◆ **PROBLEM DESCRIPTION**:
Pull out each line of the records below that contains the word "instance".

+++ EXERCISE INPUTS

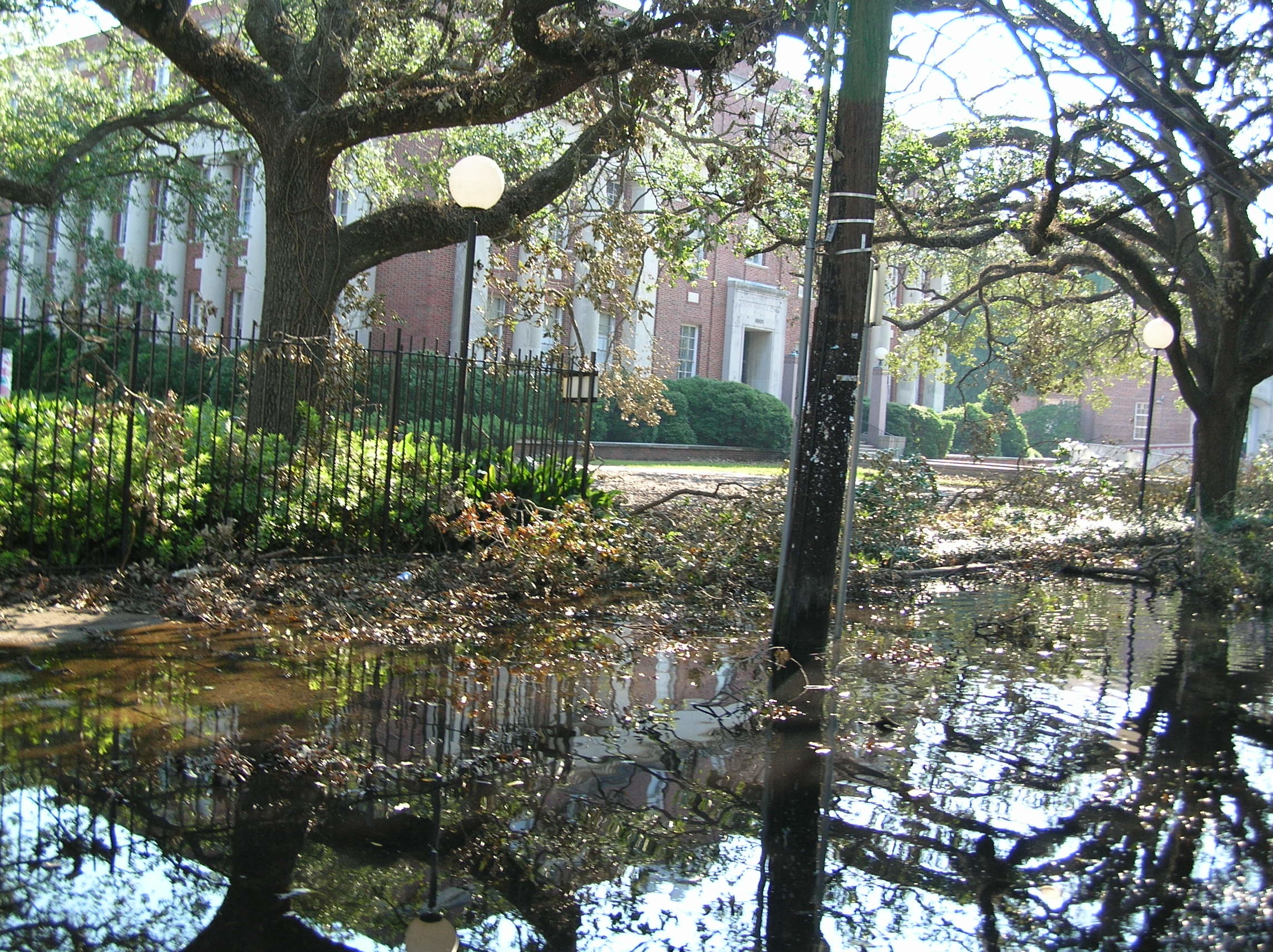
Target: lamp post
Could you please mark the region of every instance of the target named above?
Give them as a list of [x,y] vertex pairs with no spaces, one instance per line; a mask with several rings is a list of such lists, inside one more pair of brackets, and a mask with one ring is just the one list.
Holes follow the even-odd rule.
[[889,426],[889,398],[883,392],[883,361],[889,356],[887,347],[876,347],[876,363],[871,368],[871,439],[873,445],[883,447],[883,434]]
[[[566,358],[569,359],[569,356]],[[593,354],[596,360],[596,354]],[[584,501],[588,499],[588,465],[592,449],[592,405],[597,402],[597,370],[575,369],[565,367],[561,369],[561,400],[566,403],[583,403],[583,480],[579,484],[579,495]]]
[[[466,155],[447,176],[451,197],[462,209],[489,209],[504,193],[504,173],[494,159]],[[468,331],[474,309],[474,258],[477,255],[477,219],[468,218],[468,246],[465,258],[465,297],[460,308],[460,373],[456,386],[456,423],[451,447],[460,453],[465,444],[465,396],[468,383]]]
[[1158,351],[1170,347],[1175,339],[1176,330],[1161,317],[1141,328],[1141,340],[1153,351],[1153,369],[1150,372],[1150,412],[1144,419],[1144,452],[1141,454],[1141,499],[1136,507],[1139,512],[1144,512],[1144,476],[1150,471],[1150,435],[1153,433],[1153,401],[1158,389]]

++++++

◆ **EXERCISE RESPONSE**:
Could you please mark the region of every instance of the target named above?
Give them as a list of [x,y] vertex pairs with no spaces, one instance per line; a mask with several rings is a list of such lists, inside one more pair of brackets, and a mask with one ring is just the one list.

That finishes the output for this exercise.